■ **Goal**
In the material, take the lines from the line with "(format x=207, y=194)" to the line with "x=107, y=607" and write them out again with "asphalt" swapped for "paved". Leave everything else unchanged.

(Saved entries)
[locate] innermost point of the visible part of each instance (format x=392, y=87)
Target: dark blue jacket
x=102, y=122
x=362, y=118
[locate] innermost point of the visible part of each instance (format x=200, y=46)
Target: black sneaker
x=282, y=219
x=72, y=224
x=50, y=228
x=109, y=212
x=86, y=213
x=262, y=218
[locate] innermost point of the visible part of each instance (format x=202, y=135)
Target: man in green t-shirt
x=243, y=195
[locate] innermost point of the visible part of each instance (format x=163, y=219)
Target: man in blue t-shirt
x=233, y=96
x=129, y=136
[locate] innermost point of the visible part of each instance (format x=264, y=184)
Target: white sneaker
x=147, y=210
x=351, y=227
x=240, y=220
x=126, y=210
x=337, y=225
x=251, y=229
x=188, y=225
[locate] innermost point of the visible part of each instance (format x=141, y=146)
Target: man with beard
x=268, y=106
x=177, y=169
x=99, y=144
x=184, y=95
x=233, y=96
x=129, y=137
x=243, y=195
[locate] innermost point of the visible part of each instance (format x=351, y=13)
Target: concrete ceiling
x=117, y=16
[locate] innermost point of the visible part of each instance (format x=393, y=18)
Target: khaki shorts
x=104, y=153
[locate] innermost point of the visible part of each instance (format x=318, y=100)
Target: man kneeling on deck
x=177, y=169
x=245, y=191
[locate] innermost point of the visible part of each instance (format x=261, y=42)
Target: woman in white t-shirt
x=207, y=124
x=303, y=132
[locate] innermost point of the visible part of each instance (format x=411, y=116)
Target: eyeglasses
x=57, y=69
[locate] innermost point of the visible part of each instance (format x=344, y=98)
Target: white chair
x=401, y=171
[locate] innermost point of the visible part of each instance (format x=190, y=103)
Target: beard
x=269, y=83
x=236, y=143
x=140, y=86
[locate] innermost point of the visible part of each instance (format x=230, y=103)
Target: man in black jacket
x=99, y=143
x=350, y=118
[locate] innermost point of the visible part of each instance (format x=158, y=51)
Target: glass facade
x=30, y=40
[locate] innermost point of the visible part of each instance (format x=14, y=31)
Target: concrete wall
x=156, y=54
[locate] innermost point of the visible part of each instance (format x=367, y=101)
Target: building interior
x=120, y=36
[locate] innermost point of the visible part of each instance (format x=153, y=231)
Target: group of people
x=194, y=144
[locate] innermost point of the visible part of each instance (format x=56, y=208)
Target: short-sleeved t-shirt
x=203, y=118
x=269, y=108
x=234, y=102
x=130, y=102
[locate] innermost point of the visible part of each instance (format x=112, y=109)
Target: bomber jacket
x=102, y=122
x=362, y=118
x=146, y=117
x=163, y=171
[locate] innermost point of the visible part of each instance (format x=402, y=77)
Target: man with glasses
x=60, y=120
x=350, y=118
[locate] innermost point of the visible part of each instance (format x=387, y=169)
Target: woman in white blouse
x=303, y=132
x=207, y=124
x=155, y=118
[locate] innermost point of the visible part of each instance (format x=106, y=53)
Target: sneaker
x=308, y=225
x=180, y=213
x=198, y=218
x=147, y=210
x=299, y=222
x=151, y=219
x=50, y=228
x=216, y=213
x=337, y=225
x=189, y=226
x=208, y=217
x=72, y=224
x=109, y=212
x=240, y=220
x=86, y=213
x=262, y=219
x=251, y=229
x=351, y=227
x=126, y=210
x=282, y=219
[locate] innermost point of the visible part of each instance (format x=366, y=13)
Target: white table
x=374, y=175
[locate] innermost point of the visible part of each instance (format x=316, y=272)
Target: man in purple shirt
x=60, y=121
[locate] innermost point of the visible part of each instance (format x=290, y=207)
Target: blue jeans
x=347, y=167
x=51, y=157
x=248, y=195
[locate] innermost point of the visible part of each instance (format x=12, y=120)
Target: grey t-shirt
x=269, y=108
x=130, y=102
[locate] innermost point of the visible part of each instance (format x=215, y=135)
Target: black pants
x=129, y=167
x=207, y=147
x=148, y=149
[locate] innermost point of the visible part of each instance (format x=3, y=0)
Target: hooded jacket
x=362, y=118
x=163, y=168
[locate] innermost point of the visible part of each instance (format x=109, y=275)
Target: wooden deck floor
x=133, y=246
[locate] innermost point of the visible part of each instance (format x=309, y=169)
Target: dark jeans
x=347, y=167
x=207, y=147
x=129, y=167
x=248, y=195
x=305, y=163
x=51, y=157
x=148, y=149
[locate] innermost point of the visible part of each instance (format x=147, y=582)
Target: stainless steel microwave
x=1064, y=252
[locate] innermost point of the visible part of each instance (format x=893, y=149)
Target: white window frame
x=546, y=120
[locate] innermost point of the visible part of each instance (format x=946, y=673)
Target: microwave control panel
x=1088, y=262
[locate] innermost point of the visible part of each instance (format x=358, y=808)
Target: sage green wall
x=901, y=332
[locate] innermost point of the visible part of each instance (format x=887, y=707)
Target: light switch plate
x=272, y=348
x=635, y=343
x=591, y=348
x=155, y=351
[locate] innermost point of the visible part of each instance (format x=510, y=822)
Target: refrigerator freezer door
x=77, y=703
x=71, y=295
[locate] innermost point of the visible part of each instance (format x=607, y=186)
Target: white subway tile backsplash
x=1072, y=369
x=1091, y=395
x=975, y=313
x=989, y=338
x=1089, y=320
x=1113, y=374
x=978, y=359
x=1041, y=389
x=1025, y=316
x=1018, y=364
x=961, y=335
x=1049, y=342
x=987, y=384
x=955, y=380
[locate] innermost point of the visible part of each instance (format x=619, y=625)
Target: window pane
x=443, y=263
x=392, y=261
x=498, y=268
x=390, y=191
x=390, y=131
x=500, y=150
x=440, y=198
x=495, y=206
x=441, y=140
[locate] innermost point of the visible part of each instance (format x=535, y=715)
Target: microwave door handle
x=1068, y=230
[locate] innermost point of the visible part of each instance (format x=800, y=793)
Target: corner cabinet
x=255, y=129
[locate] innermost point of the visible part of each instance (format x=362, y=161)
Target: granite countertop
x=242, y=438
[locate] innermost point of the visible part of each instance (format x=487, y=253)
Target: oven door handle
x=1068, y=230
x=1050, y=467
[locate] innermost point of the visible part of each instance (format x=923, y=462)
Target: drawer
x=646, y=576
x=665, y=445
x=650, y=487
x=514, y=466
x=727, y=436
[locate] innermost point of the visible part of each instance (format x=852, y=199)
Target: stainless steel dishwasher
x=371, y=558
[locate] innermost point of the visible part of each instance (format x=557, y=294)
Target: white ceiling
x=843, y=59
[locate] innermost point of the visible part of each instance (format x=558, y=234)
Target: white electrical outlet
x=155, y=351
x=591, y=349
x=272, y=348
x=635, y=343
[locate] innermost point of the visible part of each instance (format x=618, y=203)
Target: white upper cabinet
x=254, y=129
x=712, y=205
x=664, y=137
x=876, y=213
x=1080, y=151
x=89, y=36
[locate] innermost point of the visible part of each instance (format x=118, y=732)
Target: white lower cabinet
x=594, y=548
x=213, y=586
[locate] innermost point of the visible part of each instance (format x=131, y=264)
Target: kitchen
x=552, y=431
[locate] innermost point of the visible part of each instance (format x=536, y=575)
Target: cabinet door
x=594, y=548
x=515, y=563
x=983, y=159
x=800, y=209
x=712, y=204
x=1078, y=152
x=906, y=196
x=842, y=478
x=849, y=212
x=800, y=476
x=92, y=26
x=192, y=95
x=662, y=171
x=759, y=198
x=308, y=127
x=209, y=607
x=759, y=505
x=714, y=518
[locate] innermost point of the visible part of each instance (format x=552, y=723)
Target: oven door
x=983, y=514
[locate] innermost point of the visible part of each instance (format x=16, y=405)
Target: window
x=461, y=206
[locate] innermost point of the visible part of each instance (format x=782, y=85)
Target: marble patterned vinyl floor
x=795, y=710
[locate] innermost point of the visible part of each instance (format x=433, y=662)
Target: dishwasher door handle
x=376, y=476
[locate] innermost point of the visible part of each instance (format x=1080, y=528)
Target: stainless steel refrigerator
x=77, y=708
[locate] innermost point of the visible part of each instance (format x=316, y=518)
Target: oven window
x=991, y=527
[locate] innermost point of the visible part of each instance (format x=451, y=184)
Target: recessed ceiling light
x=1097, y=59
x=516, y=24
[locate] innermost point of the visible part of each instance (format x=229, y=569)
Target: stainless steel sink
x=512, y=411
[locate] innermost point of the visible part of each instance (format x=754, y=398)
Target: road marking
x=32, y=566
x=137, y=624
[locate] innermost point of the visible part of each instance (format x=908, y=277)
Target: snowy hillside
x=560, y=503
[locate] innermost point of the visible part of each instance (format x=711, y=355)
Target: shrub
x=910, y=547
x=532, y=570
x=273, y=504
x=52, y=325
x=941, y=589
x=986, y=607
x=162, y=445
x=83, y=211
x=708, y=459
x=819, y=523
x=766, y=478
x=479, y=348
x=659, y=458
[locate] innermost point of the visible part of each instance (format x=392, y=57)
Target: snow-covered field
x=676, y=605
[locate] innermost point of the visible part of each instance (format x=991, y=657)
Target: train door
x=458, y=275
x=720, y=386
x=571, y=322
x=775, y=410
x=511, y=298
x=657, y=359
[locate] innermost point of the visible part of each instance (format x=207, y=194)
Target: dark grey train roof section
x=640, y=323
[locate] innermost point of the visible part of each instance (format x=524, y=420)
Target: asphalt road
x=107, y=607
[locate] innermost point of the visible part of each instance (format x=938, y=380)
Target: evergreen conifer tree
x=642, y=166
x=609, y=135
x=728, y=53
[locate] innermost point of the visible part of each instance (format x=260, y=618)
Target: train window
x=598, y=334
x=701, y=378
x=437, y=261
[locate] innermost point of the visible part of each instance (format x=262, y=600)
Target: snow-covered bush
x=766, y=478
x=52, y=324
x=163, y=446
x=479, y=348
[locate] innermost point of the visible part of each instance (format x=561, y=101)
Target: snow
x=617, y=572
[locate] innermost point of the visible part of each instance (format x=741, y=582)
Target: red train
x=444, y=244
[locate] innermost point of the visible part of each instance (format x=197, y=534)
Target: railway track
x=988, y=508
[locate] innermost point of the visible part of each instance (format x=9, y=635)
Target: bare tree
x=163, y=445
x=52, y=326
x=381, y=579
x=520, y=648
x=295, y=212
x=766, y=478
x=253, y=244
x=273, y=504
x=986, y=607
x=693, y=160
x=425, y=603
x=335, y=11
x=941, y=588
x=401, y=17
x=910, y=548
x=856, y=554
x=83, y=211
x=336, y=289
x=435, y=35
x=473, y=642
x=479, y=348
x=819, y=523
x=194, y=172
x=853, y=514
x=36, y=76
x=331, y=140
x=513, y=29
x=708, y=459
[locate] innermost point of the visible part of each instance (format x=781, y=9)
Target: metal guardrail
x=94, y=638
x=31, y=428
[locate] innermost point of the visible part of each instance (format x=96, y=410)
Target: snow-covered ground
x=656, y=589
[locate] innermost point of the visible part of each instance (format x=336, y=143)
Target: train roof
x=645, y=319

■ **The solution**
[locate] innermost point of the visible part of each instance (format x=207, y=194)
Target: dark grey train roof section
x=640, y=323
[locate] innermost point of the visible part of each instance (format x=524, y=420)
Target: paved road
x=107, y=607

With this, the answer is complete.